● **YOUR GOAL**: Starting at the line with "For the evaluation set, spot each instance of the tuft" in it, reproduce each line below through the last one, exactly, and include nothing else.

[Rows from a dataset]
--- Begin ---

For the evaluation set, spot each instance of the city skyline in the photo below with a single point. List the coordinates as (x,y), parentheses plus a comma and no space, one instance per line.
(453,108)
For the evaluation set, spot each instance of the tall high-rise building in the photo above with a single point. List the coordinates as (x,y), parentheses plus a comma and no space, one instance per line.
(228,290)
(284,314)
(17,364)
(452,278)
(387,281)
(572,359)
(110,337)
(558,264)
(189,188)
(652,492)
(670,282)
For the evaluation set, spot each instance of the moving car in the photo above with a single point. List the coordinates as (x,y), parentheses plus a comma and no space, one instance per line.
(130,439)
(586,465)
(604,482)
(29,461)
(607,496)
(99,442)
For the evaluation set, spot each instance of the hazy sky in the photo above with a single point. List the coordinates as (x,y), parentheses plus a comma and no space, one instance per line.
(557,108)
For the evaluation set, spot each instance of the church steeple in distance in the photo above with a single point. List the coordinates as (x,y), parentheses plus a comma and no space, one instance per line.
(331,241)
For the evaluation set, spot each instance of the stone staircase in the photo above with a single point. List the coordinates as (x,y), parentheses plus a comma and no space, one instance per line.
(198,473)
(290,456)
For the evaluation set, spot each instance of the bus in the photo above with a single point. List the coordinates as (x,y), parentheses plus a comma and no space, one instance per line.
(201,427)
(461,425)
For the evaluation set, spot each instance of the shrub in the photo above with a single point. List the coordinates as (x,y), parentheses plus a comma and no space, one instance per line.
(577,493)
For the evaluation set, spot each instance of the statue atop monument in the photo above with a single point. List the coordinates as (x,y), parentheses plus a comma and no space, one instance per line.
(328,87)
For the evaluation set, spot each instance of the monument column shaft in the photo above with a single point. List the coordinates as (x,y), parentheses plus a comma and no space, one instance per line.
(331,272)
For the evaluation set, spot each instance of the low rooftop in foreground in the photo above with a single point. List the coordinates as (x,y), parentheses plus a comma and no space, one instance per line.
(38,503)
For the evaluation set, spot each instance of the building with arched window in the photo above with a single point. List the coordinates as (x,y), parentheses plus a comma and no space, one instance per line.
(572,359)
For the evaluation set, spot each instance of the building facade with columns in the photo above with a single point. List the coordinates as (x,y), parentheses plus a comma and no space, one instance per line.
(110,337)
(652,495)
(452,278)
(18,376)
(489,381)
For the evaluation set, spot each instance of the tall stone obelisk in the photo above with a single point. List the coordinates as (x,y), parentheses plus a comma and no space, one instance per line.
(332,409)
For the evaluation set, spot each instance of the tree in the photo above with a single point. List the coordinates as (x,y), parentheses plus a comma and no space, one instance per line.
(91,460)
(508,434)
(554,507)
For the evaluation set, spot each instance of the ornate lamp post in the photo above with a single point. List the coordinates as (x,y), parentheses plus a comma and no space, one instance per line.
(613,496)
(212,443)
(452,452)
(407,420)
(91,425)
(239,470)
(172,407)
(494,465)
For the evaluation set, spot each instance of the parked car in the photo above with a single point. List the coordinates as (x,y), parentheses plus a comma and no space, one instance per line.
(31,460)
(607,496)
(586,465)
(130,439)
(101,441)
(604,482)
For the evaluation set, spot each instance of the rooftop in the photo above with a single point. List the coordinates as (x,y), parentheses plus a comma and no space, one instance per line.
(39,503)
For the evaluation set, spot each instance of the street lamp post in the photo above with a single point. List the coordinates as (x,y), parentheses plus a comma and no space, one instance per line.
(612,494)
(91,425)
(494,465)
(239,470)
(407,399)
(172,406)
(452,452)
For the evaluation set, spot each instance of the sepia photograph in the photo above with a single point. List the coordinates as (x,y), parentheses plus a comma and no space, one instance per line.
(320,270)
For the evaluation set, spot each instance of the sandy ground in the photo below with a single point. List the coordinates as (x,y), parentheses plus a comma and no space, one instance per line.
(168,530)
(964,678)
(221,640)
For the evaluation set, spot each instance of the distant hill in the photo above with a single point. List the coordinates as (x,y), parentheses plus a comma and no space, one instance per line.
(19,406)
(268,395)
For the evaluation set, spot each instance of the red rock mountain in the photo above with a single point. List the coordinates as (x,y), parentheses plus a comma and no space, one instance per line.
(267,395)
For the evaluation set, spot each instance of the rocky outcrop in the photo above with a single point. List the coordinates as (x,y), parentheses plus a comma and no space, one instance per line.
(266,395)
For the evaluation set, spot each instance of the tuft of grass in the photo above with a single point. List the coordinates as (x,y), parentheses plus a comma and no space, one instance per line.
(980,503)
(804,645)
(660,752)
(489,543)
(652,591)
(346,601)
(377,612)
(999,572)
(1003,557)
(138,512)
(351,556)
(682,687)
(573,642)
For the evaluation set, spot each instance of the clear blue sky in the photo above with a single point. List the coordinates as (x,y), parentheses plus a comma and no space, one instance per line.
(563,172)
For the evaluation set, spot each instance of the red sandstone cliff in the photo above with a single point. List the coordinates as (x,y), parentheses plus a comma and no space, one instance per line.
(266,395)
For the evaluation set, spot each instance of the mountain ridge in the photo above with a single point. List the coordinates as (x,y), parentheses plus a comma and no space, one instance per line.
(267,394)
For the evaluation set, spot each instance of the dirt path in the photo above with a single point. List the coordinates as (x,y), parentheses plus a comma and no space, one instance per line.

--- End ---

● **FINAL RESULT**:
For the evaluation set, spot each instance of the tuft of grass in the photo above with a single point. List the coordinates as (x,y), parentheses plus a comma and no space, one instance per line.
(980,503)
(804,645)
(660,752)
(489,543)
(652,591)
(346,601)
(377,612)
(999,572)
(1003,557)
(138,512)
(351,556)
(682,687)
(573,642)
For the evaluation set, spot each instance of the clear blue sky in the photo above with a single point. List the coordinates as (x,y), parentheses plus a comma and no space, one instance per line.
(563,172)
For the evaluation set, spot each instance of the red sandstone cliff in the photo above with a single point. List the coordinates as (x,y), parentheses plus a comma and no space, one instance per line.
(266,395)
For the evaluation set, spot each instance of the mountain ridge in the photo above with a single point. List the coordinates as (x,y), parentheses plus a comma and no space, one instance per line.
(267,394)
For the evaluation set, spot each instance of the dirt path in the photo above with a single point. List the coordinates as (x,y), parentheses plus a comma and no space, one instance per line.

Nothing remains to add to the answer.